## Source passage
____

Greece in deal with EU/IMF on austerity plan
European Union leaders promised more money to help Greece stave off looming bankruptcy, provided its parliament enacts an austerity plan finalized in fraught last-minute talks with international lenders.
Greek Prime Minister George Papandreou promised to push through radical economic reform after his new finance minister clinched agreement with EU and IMF inspectors on extra tax rises and spending cuts to plug a 3.8 billion euro funding gap.
A comprehensive reform package... and adoption by the Greek parliament of the key laws on the fiscal strategy and privatization must be finalized as a matter of urgency in the coming days, EU leaders said in a summit statement.
This will provide the basis for setting up the main parameters of a new program jointly supported by its euro area partners and the IMF and allow disbursement in time to meet Greece's financing needs in July, the 27 leaders said.
The euro rebounded against the dollar and U.S. stocks pared losses on news of the agreement in Athens.
Greece needs 12 billion euros in European and IMF aid to avoid a default on its debt mountain in mid-July that could spread contagion across the euro currency area and send shock waves around the world economy.

____

## Dataset extract
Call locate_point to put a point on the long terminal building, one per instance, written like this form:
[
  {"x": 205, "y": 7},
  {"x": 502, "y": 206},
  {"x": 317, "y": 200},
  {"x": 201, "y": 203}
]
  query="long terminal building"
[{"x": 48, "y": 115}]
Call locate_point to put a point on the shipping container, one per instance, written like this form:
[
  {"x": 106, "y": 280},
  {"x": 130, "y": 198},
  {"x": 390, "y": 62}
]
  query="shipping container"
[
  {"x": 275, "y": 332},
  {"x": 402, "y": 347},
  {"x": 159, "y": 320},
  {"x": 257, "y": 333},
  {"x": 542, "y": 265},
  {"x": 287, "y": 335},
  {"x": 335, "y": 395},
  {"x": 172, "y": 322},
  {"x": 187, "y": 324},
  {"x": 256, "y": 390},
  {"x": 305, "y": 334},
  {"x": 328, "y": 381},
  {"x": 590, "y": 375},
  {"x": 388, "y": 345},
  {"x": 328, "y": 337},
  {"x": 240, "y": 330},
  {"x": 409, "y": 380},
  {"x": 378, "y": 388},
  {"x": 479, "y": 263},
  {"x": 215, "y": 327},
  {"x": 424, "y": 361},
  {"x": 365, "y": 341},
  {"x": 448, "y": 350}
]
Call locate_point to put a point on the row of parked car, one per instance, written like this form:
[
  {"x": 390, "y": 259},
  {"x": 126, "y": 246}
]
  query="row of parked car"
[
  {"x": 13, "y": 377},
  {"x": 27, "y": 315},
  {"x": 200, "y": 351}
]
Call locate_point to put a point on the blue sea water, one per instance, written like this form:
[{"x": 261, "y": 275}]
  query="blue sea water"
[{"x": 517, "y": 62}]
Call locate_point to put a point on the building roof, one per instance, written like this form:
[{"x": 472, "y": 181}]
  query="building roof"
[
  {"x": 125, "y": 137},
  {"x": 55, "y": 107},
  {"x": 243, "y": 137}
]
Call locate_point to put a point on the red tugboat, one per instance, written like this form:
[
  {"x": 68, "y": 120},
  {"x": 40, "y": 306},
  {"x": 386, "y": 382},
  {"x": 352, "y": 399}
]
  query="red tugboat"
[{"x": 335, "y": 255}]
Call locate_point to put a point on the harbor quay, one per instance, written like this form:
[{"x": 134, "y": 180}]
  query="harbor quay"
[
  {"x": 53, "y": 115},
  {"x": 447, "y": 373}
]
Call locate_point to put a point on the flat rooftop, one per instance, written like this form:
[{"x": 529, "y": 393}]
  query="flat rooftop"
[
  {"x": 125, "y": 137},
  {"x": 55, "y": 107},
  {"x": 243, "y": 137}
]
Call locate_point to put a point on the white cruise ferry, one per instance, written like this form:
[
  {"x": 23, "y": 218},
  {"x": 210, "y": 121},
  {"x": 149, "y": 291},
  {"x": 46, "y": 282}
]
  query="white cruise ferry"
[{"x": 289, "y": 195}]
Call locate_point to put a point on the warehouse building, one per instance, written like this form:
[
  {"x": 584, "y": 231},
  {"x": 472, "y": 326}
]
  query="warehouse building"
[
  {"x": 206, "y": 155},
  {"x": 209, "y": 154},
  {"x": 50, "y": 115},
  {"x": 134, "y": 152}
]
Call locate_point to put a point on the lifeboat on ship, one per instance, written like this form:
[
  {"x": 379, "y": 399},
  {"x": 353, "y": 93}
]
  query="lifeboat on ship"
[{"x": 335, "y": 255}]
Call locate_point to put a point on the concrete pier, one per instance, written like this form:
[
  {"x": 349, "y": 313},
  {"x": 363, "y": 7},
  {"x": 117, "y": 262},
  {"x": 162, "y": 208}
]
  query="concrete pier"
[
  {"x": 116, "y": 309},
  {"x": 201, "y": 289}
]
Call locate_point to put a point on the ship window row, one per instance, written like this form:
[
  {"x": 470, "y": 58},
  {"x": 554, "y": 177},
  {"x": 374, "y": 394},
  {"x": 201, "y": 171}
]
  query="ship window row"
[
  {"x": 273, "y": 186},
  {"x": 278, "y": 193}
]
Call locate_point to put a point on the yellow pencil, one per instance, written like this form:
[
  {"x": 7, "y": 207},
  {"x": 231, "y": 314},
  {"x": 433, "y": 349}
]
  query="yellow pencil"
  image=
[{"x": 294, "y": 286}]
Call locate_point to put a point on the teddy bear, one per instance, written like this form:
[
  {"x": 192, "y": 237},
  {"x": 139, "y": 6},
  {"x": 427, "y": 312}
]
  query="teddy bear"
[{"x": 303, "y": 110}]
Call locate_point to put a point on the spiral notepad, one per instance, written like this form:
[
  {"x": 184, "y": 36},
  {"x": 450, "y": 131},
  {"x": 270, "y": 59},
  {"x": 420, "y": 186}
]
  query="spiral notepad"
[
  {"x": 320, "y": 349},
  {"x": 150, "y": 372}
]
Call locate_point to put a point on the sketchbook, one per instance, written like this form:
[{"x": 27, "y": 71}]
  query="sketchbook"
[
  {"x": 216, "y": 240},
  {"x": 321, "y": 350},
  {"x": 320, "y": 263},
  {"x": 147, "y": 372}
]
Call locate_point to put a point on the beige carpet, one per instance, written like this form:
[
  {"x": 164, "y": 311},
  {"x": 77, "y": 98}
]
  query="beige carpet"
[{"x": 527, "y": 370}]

____

## Work to do
Answer these questions using the article on Greece's austerity deal:
1. What funding gap were the extra tax rises and spending cuts meant to plug?
2. How many leaders issued the summit statement?
3. How much European and IMF aid does Greece need to avoid a default in mid-July?

## Expected output
1. A 3.8 billion euro funding gap.
2. 27 leaders.
3. 12 billion euros.